== Material for this exercise

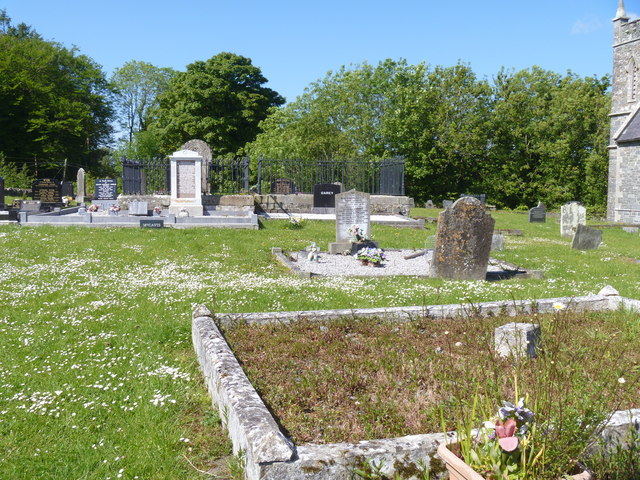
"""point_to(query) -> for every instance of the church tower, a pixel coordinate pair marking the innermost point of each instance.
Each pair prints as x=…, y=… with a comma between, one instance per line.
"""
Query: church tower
x=623, y=202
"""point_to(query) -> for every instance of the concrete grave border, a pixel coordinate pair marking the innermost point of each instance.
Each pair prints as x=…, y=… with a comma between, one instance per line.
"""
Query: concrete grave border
x=270, y=455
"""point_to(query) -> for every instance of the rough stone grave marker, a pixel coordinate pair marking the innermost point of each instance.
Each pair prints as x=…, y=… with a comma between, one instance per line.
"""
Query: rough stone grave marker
x=352, y=208
x=463, y=241
x=586, y=238
x=572, y=214
x=81, y=185
x=186, y=173
x=538, y=214
x=47, y=190
x=202, y=149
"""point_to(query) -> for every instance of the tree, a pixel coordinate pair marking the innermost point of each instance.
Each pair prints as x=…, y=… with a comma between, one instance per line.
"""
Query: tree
x=54, y=102
x=221, y=101
x=138, y=85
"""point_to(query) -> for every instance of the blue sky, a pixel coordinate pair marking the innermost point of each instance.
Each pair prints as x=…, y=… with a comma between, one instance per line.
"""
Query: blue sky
x=296, y=42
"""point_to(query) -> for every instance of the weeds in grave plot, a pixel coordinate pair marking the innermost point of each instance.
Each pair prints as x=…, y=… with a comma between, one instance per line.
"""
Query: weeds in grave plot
x=354, y=379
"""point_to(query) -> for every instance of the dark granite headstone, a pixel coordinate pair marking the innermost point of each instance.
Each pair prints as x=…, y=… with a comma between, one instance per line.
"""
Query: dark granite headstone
x=66, y=189
x=283, y=186
x=480, y=196
x=324, y=195
x=463, y=241
x=155, y=223
x=586, y=238
x=106, y=189
x=538, y=214
x=47, y=190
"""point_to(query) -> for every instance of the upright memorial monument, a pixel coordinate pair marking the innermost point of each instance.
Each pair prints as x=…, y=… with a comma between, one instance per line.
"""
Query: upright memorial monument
x=623, y=198
x=186, y=183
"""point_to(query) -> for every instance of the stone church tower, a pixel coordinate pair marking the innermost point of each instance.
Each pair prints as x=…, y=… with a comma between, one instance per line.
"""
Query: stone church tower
x=623, y=203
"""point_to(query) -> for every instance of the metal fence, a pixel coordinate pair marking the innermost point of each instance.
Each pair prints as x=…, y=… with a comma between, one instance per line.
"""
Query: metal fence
x=380, y=177
x=270, y=176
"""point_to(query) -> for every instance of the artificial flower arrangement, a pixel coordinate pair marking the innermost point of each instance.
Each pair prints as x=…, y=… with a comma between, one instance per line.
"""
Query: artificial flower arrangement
x=371, y=255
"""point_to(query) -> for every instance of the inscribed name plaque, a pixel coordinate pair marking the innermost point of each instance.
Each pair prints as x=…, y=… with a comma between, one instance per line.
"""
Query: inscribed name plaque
x=324, y=195
x=186, y=181
x=352, y=208
x=106, y=189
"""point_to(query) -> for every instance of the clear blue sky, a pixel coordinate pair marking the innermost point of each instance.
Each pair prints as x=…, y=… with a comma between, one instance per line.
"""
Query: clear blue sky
x=296, y=42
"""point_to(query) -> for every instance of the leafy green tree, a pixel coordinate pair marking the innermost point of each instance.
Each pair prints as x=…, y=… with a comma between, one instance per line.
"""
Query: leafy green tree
x=54, y=102
x=221, y=101
x=138, y=85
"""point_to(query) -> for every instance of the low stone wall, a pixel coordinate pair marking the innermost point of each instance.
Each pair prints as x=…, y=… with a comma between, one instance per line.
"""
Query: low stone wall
x=270, y=455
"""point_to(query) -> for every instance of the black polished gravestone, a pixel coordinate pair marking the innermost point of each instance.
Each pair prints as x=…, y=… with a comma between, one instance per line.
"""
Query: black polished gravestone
x=324, y=195
x=106, y=189
x=538, y=214
x=48, y=191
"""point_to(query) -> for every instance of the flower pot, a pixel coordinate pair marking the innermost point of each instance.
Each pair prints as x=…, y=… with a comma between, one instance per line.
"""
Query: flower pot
x=459, y=470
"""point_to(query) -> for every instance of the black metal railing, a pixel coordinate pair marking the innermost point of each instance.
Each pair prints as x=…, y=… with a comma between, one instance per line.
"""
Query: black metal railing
x=227, y=176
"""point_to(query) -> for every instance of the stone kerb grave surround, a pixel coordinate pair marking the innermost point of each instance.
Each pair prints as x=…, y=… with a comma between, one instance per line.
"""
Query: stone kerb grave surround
x=186, y=181
x=572, y=214
x=352, y=208
x=201, y=148
x=271, y=456
x=463, y=241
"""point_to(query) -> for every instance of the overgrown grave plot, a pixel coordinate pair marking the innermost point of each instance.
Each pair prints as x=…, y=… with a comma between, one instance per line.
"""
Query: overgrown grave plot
x=351, y=379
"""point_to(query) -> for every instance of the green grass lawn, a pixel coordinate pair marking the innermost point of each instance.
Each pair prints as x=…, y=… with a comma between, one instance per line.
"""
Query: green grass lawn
x=97, y=374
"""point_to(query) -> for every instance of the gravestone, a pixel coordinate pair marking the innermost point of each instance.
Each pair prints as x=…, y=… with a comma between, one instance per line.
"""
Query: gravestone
x=324, y=197
x=81, y=185
x=517, y=339
x=138, y=208
x=479, y=196
x=47, y=190
x=572, y=214
x=586, y=238
x=106, y=189
x=106, y=193
x=283, y=186
x=463, y=241
x=352, y=208
x=66, y=189
x=186, y=181
x=538, y=214
x=202, y=148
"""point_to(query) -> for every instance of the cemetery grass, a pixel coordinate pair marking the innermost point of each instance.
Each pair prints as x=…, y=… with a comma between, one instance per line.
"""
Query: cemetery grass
x=97, y=374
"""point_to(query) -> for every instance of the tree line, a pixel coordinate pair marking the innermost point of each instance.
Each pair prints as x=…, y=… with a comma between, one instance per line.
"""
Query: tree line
x=521, y=137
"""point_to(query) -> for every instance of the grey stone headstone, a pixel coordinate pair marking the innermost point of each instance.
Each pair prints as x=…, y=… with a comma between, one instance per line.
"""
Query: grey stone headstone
x=497, y=242
x=538, y=214
x=572, y=214
x=517, y=339
x=352, y=208
x=463, y=241
x=81, y=185
x=138, y=208
x=201, y=148
x=586, y=238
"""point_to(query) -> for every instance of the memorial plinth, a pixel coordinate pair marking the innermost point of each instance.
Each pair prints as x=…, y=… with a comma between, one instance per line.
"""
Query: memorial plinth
x=186, y=181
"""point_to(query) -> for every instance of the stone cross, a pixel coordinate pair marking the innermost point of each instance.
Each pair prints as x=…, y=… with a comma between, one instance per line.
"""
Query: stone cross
x=463, y=241
x=81, y=186
x=572, y=214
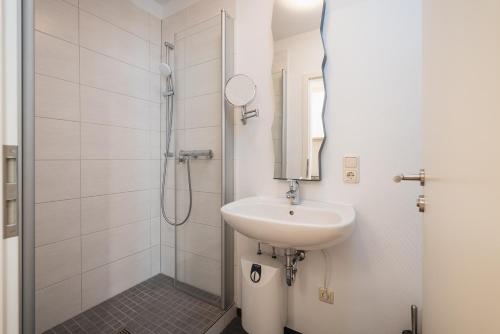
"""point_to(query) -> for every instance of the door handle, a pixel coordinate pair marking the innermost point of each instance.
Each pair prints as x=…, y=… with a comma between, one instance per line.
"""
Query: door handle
x=10, y=193
x=415, y=177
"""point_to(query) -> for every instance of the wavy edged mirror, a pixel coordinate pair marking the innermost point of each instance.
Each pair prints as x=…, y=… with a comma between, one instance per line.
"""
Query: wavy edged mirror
x=298, y=129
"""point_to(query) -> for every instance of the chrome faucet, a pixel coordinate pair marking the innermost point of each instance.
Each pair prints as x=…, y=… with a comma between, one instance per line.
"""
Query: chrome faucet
x=293, y=194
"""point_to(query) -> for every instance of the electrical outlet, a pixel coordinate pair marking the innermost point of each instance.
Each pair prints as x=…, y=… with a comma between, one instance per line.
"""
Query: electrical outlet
x=326, y=295
x=351, y=169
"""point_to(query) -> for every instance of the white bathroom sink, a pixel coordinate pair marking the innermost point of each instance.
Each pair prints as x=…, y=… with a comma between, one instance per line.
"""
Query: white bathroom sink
x=307, y=226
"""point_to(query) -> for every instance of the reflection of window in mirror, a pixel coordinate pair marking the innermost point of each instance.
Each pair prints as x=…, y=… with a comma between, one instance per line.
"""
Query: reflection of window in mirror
x=316, y=97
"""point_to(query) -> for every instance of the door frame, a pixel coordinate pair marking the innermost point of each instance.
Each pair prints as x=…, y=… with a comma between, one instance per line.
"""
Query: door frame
x=27, y=231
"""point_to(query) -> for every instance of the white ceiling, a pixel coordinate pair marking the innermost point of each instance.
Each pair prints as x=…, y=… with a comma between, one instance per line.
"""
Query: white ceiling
x=292, y=17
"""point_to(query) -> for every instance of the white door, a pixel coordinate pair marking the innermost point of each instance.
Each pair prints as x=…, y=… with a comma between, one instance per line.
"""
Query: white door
x=461, y=121
x=10, y=93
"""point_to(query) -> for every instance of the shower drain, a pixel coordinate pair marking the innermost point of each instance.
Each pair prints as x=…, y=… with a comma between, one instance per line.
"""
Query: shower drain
x=124, y=331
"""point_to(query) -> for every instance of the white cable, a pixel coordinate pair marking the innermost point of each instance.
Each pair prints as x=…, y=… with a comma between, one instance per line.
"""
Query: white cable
x=327, y=269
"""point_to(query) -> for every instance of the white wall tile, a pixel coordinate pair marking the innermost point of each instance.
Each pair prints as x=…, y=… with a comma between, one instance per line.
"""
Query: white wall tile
x=155, y=203
x=103, y=107
x=155, y=110
x=109, y=280
x=202, y=111
x=107, y=246
x=56, y=57
x=57, y=180
x=57, y=18
x=155, y=145
x=168, y=260
x=203, y=78
x=206, y=208
x=110, y=142
x=121, y=13
x=154, y=58
x=205, y=175
x=104, y=212
x=58, y=303
x=57, y=262
x=106, y=38
x=56, y=221
x=204, y=139
x=203, y=46
x=203, y=240
x=155, y=231
x=180, y=53
x=101, y=177
x=200, y=272
x=56, y=139
x=155, y=260
x=155, y=87
x=154, y=30
x=167, y=234
x=56, y=98
x=72, y=2
x=107, y=73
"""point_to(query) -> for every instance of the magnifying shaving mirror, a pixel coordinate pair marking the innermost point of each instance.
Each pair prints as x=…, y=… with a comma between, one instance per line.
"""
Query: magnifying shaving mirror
x=240, y=91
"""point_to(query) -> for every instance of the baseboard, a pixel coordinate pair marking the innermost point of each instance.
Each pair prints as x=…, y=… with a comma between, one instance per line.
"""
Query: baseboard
x=286, y=330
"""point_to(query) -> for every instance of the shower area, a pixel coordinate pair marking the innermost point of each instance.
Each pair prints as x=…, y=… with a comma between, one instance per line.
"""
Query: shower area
x=133, y=160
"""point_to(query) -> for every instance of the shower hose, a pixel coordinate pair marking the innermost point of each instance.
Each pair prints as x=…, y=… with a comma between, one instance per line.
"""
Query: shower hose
x=170, y=108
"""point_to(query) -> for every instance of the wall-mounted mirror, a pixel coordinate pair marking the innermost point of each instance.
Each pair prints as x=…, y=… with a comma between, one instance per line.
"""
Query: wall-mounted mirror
x=299, y=92
x=240, y=92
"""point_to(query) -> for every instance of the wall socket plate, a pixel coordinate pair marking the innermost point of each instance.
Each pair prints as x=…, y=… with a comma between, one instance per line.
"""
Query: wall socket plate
x=351, y=169
x=326, y=295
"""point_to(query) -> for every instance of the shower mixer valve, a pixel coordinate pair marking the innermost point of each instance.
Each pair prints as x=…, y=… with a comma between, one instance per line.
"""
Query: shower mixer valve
x=195, y=154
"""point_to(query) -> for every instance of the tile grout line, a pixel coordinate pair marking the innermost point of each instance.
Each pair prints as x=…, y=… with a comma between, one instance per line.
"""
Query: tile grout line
x=81, y=154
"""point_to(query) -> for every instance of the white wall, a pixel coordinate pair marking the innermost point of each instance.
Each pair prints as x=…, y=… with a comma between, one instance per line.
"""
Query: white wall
x=373, y=110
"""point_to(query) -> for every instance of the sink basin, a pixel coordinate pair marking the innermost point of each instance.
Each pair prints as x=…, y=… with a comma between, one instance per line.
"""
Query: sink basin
x=308, y=226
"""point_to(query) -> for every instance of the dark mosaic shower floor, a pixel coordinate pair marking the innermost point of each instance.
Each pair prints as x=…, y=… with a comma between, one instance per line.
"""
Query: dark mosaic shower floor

====

**What is needed:**
Go through the data line by line and say how many lines contain "mosaic". Give the number alone.

**Output for this exercise:**
2